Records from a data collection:
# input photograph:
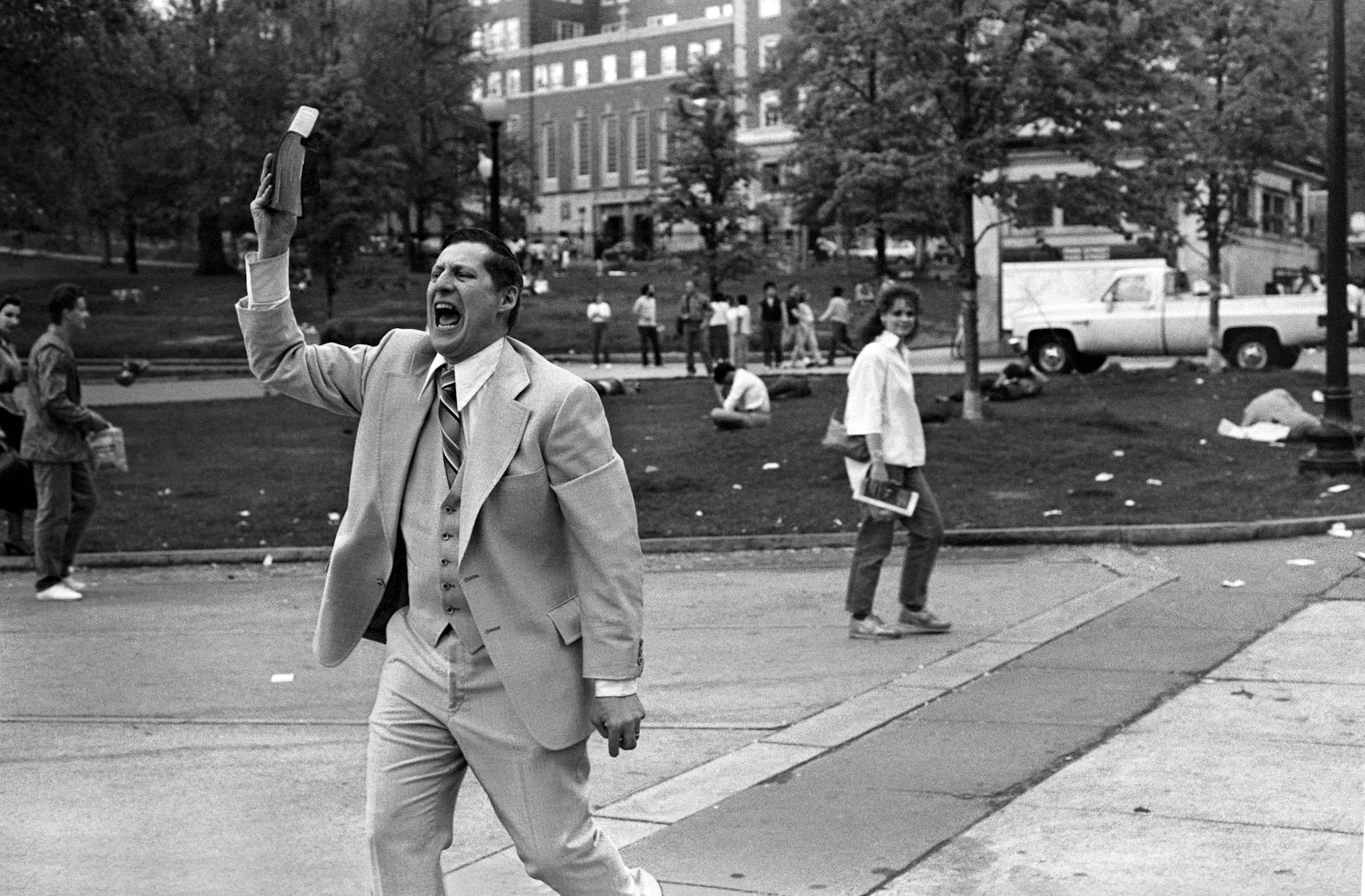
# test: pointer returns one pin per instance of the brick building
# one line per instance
(587, 89)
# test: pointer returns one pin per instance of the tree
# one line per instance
(709, 171)
(1239, 88)
(921, 103)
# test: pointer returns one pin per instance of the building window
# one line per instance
(639, 142)
(549, 152)
(1274, 213)
(770, 108)
(567, 30)
(611, 145)
(767, 52)
(582, 155)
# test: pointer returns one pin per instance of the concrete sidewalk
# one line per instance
(172, 734)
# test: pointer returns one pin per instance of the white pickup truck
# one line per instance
(1141, 313)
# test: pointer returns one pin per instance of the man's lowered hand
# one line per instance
(617, 719)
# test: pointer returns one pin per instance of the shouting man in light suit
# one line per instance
(490, 541)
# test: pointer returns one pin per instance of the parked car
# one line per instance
(1143, 313)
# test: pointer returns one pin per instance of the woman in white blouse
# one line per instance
(881, 407)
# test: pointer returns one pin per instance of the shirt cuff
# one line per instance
(608, 688)
(268, 282)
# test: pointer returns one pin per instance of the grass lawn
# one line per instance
(287, 465)
(184, 316)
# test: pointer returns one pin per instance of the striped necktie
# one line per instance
(449, 414)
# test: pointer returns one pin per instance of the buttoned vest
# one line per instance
(431, 525)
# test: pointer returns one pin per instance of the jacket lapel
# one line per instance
(497, 435)
(404, 410)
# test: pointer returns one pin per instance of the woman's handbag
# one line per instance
(839, 440)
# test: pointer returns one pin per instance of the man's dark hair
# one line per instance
(501, 264)
(873, 327)
(65, 297)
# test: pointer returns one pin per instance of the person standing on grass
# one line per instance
(55, 444)
(718, 330)
(693, 313)
(744, 399)
(600, 316)
(490, 541)
(837, 313)
(739, 328)
(11, 414)
(648, 321)
(770, 325)
(881, 407)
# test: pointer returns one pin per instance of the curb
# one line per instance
(1149, 534)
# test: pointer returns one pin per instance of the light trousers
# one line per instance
(441, 711)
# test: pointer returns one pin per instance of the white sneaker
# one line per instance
(59, 592)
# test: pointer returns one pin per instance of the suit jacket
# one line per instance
(549, 551)
(57, 424)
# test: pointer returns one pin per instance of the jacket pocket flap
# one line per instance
(569, 620)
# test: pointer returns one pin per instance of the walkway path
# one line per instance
(172, 735)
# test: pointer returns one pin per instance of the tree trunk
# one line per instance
(130, 238)
(966, 285)
(209, 240)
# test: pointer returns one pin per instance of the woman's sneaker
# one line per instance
(919, 623)
(871, 629)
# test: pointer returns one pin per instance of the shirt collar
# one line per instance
(471, 373)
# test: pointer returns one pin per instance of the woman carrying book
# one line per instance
(881, 407)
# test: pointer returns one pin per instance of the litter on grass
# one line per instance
(1263, 431)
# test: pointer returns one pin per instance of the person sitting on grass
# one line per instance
(747, 403)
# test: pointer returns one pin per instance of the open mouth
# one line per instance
(447, 316)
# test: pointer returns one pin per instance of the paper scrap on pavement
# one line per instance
(1263, 431)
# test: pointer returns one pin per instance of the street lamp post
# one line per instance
(496, 113)
(1337, 440)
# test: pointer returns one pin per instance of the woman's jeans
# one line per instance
(874, 544)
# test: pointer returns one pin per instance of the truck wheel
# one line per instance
(1255, 351)
(1090, 364)
(1054, 353)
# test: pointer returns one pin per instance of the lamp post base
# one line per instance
(1337, 449)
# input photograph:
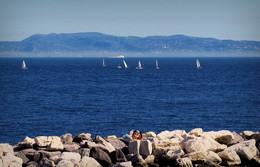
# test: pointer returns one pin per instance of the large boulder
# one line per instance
(72, 147)
(204, 156)
(90, 144)
(83, 136)
(196, 132)
(65, 163)
(6, 148)
(149, 135)
(10, 160)
(184, 162)
(237, 139)
(203, 144)
(49, 154)
(31, 154)
(89, 162)
(42, 141)
(229, 157)
(143, 147)
(45, 162)
(172, 134)
(116, 143)
(173, 155)
(222, 136)
(117, 156)
(246, 149)
(101, 156)
(71, 156)
(55, 144)
(100, 140)
(66, 138)
(29, 140)
(22, 156)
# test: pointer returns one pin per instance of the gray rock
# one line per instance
(66, 138)
(117, 156)
(32, 164)
(89, 162)
(184, 162)
(124, 164)
(65, 163)
(22, 156)
(30, 154)
(72, 147)
(45, 162)
(101, 156)
(6, 148)
(84, 152)
(48, 154)
(108, 146)
(116, 143)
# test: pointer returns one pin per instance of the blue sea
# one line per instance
(55, 96)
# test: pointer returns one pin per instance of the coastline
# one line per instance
(168, 148)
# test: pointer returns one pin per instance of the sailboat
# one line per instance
(156, 64)
(126, 66)
(198, 64)
(104, 65)
(24, 65)
(139, 66)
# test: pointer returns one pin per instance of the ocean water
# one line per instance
(55, 96)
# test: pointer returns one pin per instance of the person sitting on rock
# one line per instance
(137, 135)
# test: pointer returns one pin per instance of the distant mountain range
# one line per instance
(91, 42)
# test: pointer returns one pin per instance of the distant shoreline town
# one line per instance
(101, 45)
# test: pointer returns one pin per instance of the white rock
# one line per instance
(65, 163)
(184, 162)
(42, 141)
(203, 144)
(55, 144)
(230, 157)
(245, 149)
(197, 156)
(70, 156)
(89, 162)
(29, 140)
(213, 157)
(197, 132)
(143, 147)
(173, 155)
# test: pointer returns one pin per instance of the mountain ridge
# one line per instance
(95, 41)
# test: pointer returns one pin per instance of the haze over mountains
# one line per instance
(89, 43)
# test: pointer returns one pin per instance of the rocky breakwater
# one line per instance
(168, 148)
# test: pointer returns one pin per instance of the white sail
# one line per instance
(139, 65)
(24, 65)
(156, 64)
(125, 64)
(198, 64)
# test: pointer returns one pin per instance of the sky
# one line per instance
(221, 19)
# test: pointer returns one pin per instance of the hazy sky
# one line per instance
(222, 19)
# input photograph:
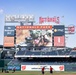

*What you are asked to do*
Return the lines of the rows above exactly, starting at the line that contains "# test: pointer returns one pin per instance of the hazy" and ending at the end of the rows, leaving the pictures out.

*Result below*
# test: pointer returns one pin per instance of the hazy sky
# one line per instance
(222, 19)
# input photograph:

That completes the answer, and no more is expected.